## [Records for this exercise]
========================
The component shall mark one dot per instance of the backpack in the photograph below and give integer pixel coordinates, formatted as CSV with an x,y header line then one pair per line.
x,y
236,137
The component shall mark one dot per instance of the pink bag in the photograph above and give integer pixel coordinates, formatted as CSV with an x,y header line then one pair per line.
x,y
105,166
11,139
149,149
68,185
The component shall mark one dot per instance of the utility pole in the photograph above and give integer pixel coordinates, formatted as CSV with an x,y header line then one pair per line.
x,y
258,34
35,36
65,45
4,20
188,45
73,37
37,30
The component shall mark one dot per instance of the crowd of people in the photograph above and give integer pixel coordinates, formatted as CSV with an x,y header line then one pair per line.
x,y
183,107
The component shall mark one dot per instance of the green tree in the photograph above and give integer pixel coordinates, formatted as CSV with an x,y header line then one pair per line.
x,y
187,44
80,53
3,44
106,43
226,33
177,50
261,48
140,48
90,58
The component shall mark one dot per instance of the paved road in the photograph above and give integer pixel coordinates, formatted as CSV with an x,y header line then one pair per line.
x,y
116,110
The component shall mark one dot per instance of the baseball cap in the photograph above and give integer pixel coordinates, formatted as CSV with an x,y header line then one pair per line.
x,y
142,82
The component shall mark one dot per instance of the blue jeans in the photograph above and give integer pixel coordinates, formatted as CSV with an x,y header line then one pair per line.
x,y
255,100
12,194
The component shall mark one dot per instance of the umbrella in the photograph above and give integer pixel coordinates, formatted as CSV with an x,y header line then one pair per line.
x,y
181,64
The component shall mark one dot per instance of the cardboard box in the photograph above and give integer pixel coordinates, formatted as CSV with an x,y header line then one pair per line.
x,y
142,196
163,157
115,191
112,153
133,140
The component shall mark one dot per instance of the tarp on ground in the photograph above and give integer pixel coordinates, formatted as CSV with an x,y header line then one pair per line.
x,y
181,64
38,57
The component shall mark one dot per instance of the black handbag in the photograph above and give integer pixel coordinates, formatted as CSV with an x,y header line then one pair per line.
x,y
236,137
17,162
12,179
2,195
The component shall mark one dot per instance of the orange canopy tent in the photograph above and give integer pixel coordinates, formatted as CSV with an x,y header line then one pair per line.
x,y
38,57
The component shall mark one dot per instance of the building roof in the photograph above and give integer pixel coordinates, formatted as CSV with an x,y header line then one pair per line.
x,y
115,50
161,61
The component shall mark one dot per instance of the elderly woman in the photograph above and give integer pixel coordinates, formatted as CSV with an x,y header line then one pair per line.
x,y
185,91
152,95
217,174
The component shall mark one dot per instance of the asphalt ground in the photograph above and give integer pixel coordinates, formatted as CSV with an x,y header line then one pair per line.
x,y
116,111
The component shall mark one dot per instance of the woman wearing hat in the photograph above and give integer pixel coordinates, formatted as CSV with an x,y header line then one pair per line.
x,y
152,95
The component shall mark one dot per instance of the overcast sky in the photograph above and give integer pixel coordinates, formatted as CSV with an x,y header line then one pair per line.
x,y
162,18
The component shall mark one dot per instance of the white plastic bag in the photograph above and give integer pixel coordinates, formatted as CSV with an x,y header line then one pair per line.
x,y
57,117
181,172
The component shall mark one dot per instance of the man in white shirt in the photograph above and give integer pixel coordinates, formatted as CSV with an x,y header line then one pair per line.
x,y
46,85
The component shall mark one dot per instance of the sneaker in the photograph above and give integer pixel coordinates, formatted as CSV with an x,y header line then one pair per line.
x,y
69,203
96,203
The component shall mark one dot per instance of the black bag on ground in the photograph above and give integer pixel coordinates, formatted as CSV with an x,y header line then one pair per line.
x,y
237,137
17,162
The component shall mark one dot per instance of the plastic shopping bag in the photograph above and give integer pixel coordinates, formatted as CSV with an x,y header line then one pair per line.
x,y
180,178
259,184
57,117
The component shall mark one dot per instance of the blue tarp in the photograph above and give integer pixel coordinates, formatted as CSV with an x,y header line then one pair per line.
========================
## [Exercise aim]
Restate the records word for word, leaving nothing out.

## [Answer box]
The component shall mark one dot per instance of the backpack in the photograph below and give integer pixel coordinates, formatted as CSV with an x,y header line then one pair per line.
x,y
236,137
The component shall mark one dot per instance of the pink bag in the photograph above and give integer pixel coordinates, formatted as CSV with an x,y header line then one pair per line.
x,y
105,166
11,139
149,149
68,185
The component shall mark one dot per instance of the utility pole in the photograph above and give integer pixel coordinates, formatted as CSV with an x,y header line then one pair per line.
x,y
258,34
35,36
65,45
4,20
188,45
73,37
37,30
The component shall mark one dot per instance of the crowd of people in the photograph above and give integer pixel coordinates, formatted as CSV with an x,y header line then one pair per line.
x,y
183,107
The component shall mark one dot per instance of the green tree in the photograph above and give integer pixel coordinates, formatted as CSV with an x,y header line then one pair per line.
x,y
187,44
80,53
3,44
106,43
226,33
177,50
261,48
140,48
90,58
The component shall mark one dot per instance of the paved road in the photograph above and give integer pixel coordinates, formatted as CSV with an x,y header line then one pair per line.
x,y
116,110
The component shall mark one dot per instance of the baseball cap in the photograph above and give integer pixel coordinates, formatted as CSV with an x,y header line then one pair per line.
x,y
142,82
The component shall mark one dot per instance of the blue jeans in the photograph above and give integer pixel coordinates, formatted as CSV with an x,y header line then one pair per line.
x,y
255,100
12,194
The component shall mark one dot per instance of the umbrella in the photograph above and give integer pixel coordinates, formatted as CSV with an x,y header line then one pair per line.
x,y
181,64
The component shall mark one dot per instance of the cardboard box in the photograph above and give integer pixel coordinates, formatted as CSV with an x,y header line then one pair per line.
x,y
142,196
163,157
115,191
112,153
133,140
The component shall mark one dot per instance of the tarp on ground in the photograph above and give integer pixel coordinates, formatted as CSV with an x,y header line then one pair per line.
x,y
181,64
38,57
The component shall mark one dot per instance of the black handbag in the photograph above and give integer pixel coordinates, formatted as CSV with an x,y header line then one pair per line.
x,y
236,137
17,162
12,179
2,195
The component shall mark one dot per instance of the orange canopy tent in the photograph above and give integer pixel coordinates, formatted as CSV with an x,y header line then one pair per line.
x,y
38,57
The component shall mark one dot per instance of the building roof in the photograph above and give integer pixel coordinates, formatted as CSV with an x,y header line then one pair per line.
x,y
115,50
161,61
The component shall mark one dot per instance of the elderly woman in the photograph above and give integer pixel coordinates, formatted as CSV with an x,y header line then one pair per line.
x,y
185,91
152,95
217,174
The component shall mark one dot per instance of the asphalt ground in the photograph above and give integer pixel coordinates, formatted as CSV with an x,y header line then one pair per line.
x,y
116,111
The component shall mark one dot per instance of the woman wearing hat in the photograph above and give integer pixel coordinates, formatted as CSV with an x,y header line then one pair per line.
x,y
152,95
The component shall mark one dot per instance of the overcast sky in the photograph above and give integer pixel coordinates, formatted as CSV with an x,y header line then one pair per line.
x,y
162,18
The component shall mark one dot per instance of the white plastic bag in the photograph above and give integer pixel coordinates, formatted as CSV with an x,y header line then one pair per line.
x,y
57,117
181,172
The component shall mark one dot per instance of the man in white shirt in the photograph above and give integer pixel coordinates, formatted as CSV with an x,y header line then one pair per line.
x,y
46,85
The component shall mark one dot per instance of the sneaker in the photograph above and give integer pixel coordinates, formatted as CSV with an x,y header line then one pair per line.
x,y
69,203
96,203
The component shall mark one dot per instance of the black bag on ground in the photograph above and give integer pixel coordinates, formatted as CSV with an x,y header line then one pair per line.
x,y
237,137
17,162
The component shall mark one dot per instance of the plastic shopping bag in the photograph above and give integer pixel coordinates, formatted as CSV with an x,y header line then one pair per line.
x,y
180,178
259,184
57,117
The component shall mark one dot per instance of the blue tarp in the photograph above and give integer pixel coordinates, formatted as CSV with an x,y header line then one pair per line.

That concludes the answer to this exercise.